New Year, New Financial Goals (And How to Stick to Them)
Did your New Year’s resolution involve saving more money? If so, you’re not alone. Here are some tips for spending less in 2023 and the little things you can do to stick to your financial goals as we head into February and beyond.
According to a WalletHub® survey, one in three Americans planned to make finance-related resolutions for the 2023 New Year. The same survey also found that 31 percent of Americans who made a financial resolution want to save more, and 60 percent of people are anxious about their financial situation coming into the new year. With the inflation rate so high, this is hardly surprising.
So, what can you do to ensure you achieve your personal finance goals in 2023? Here are our top tips for some popular New Year’s resolutions.
Resolution 1: Saving more money
We all want to save more money, right? Unfortunately, this is often easier said than done.
One of the best steps you can take to start saving money or building an emergency fund is to know where your money is going. This is the first step to creating a budget and will tell you some hard truths about your spending habits (we’ll give you budgeting tips in another section). Take some time to look at how much you make vs. how much you spend. What are some categories you can realistically cut back on, and what can you do to help make sure you spend less in those categories?
For instance, if you’re spending a lot of money online shopping, you could create minor adjustments to make it harder to buy things online. Some examples could be deleting repeat-offender shopping apps from your phone, unsubscribing from retail marketing emails, or deleting stored credit cards in your shopping app accounts.
Now, we get it — some of you might have gasped at the thought of deleting shopping apps from your phone. If that’s something you can’t fathom doing, we get it. But if you find yourself shopping too much, ensure you’re not leaving money on the table. At the very least, try signing up for rewards programs at your favorite stores to maximize the bang for your buck.
Another good way to start saving? Pick an amount you’d like to save each month and set up a recurring transfer to your savings account. Better yet, set up a portion of your paycheck to go straight into a high-yield savings account.

══════

- What you need to do: Return, verbatim, the passage of the financial-resolutions article that begins with the words containing "Did your New" and ends with "said than done.".

- Material:
══════

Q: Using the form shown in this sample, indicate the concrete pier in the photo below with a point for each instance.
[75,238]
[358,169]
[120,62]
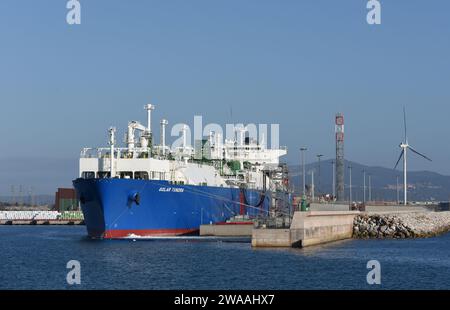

══════

- Written reply:
Did your New Year’s resolution involve saving more money? If so, you’re not alone. Here are some tips for spending less in 2023 and the little things you can do to stick to your financial goals as we head into February and beyond.
According to a WalletHub® survey, one in three Americans planned to make finance-related resolutions for the 2023 New Year. The same survey also found that 31 percent of Americans who made a financial resolution want to save more, and 60 percent of people are anxious about their financial situation coming into the new year. With the inflation rate so high, this is hardly surprising.
So, what can you do to ensure you achieve your personal finance goals in 2023? Here are our top tips for some popular New Year’s resolutions.
Resolution 1: Saving more money
We all want to save more money, right? Unfortunately, this is often easier said than done.